## Text passage

—————

This isn’t to say that this is the only focus of Gholson’s collection. There are other stories and other narratives here, self-contained, tangential, which neither blend nor clash with this recurrent focus. And as Gholson has written, the original intention behind the book was ‘for it to be like a walk through a gallery – but a moving gallery, a gallery without walls, a gallery of stories rising from the faces I passed every day on the street.’ As a result, each narrative in the collection has a subtitle which signposts a work of visual art (‘Oil in the Manner of Edward Hopper,’ for example, or ‘An Aquatint Etching in the Manner of Goya’s Caprices’). For all that, though, there is often a curious disconnect between the artistic reference and the narratives which follow and it’s this deceptive disconnect which, for me, strikes the most interesting chord in the collection.
In interview Gholson has commented how his ‘own experience is that the self doesn’t really exist as some rigid, defined thing […] but that it exists only in context, mired in a constant process of creation and interaction with its surroundings.’ By his own admission, Gholson’s vision is influenced by the Buddhist tradition, specifically the ways in which ‘our concepts, expectations, desires, ideas of what life is and how we want it to be, are all blocking us from experiencing what is right there in front of us.’ The point is to find a way to strip back this interference and lay silence to noise. It’s debatable whether this perspective is exclusively or specifically Buddhist (Christian or Sufi mystics, for instance, maintain not dissimilar perspectives) but the most important idea is that, for Gholson, ‘mystery feeds us.’ It does, of course, and in manifold ways, and most frequently in ways that resound against the limits of what has been said or not said. And it’s this quality to Gholson’s writing that makes me most want to return to this collection and pick it up and read it all over again.
One last point: I don’t know if these are, strictly speaking, prose poems. There is such an insistent, if often thwarted, pull towards narrative throughout the collection that the simple term ‘story’ – or, at a push, maybe even ‘sketch’ – seemed to me more properly fitting. As I say, I don’t know. I like dictionaries as much as anyone but I also like walking the cracks. And perhaps none of this classification business matters much with a work such as this and to get hung up on classifications is to miss the very specific sightlines Gholson’s collection quietly lays open for inspection.
A crow lands on an ash tree and barks. It’s not clear whether his aim is to encourage or deter. It’s not really clear what he’s doing there. But a world opens up and, anyway, as Gholson’s collection concludes, ‘every work of art is about some kind of love.’

—————

## Provided material

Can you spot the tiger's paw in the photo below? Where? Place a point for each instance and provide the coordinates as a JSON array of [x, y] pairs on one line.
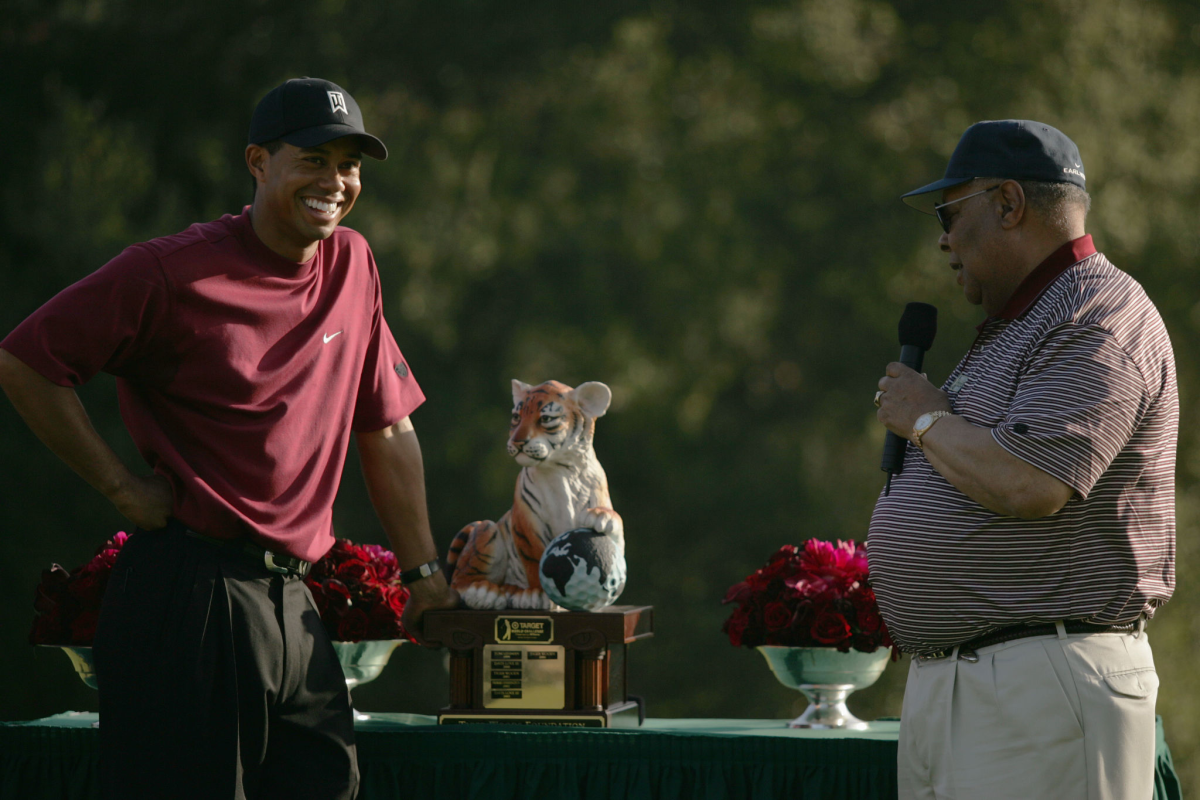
[[531, 599], [603, 521], [484, 596]]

—————

## Goal 1
In the review of Gholson's collection, what does the subtitle of each narrative signpost?
## Goal 2
Using the review of Gholson's collection, explain why each narrative in the collection carries a subtitle naming a work of visual art.
The listing has no connection to the review of Gholson's collection.

## Result 1
Each subtitle signposts a work of visual art.

## Result 2
Gholson originally meant the book to be like a walk through a gallery, a moving gallery without walls made of stories rising from faces passed on the street. The art-themed subtitles follow from that intention.